§ Source text
According to official figures there are 4,400 Mongolians living in Germany, most of them in Berlin. Many of them once studied in East Berlin in the communist era and later tried to make their way in reunified Germany. Some managed to find a profession, while others did not. But even those who returned to Mongolia often send their children to Germany for schooling or university studies.

At Home in Germany

The former West Germany established diplomatic relations with socialist Mongolia back in 1974 and a German-Mongolian Society was founded in Bonn to vitalize a cultural agreement between the two countries. Now the society is primarily concerned with academic relations. Its annual publication “Mongolische Notizen” provides analyses of Mongolian politics, economics and culture and reports about current German-Mongolian projects.

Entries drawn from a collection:
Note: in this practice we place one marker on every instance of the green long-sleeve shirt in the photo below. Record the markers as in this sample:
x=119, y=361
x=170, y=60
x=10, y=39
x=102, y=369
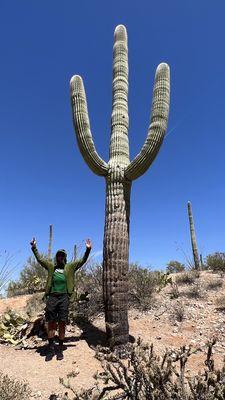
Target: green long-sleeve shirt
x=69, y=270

==

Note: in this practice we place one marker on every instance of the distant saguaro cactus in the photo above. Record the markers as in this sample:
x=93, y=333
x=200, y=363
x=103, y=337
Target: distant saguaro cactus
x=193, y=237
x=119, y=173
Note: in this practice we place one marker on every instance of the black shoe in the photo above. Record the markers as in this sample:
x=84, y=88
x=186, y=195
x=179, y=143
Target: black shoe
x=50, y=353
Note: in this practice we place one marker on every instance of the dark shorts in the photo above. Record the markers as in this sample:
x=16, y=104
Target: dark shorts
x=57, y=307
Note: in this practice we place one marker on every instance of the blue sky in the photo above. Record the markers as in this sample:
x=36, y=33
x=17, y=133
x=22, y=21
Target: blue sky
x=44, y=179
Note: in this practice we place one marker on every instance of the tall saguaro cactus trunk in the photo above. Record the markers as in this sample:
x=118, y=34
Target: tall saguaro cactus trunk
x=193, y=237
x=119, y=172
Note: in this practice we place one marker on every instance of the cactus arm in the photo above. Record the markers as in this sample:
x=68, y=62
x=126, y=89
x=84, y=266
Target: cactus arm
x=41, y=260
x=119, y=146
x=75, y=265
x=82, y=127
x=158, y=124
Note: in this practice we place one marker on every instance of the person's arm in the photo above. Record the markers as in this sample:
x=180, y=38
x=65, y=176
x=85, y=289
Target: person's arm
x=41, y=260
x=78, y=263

==

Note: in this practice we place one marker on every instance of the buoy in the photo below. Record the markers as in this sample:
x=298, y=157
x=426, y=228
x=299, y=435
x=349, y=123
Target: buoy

§ Directions
• 1. In the text on Mongolians in Germany, what is the name of the German-Mongolian Society's annual publication?
• 2. Resume the text on Mongolians in Germany, picking up after its final sentence.

§ Task results
• 1. "Mongolische Notizen"

• 2.
There are a number of other Mongolian and German-Mongolian associations that organize social gatherings, offer Mongolian language instruction and help Mongolians deal with German officials or promote cultural exchanges. However there is not much of a true Mongolian community. “Maidar”, an organization in Berlin, works to preserve Mongolian language and culture in Germany, but laments a lack of interest on the part of Mongolians. The group’s chairwoman Alimaa Amgalan thinks that is because many Mongolians are more interested in integrating into German society than in maintaining their own culture. Most Mongolian families in Germany speak German at home, she says. But there are some things that bring the community together, such as Berlin’s Tsog Mongol Sport Club.

To Learn from Mongolia …

…is to learn from nature. The Central Asian country is four times the size of Germany and with just over three million inhabitants is the most sparsely populated country in the world. Half of Mongolians live in the countryside and many are still livestock farmers and nomads. They move with their herds as necessary, picking up their tent-like homes, known as yurts or gers, and setting off in search of new pastureland. Mongolians brought the yurt to Germany. A number of Germans set them up in their gardens as alternatives to the conventional wooden shed. For others the yurt has become a symbol of a way of life emphasizing ecological awareness. There are entire forums devoted to yurts on the internet. Mongolians and their yurts were the inspiration for the Urban Nomads project, a German-Mongolian initiative that invited international researchers and artists to study modern nomadism in cities and take a social-critical view of urban development.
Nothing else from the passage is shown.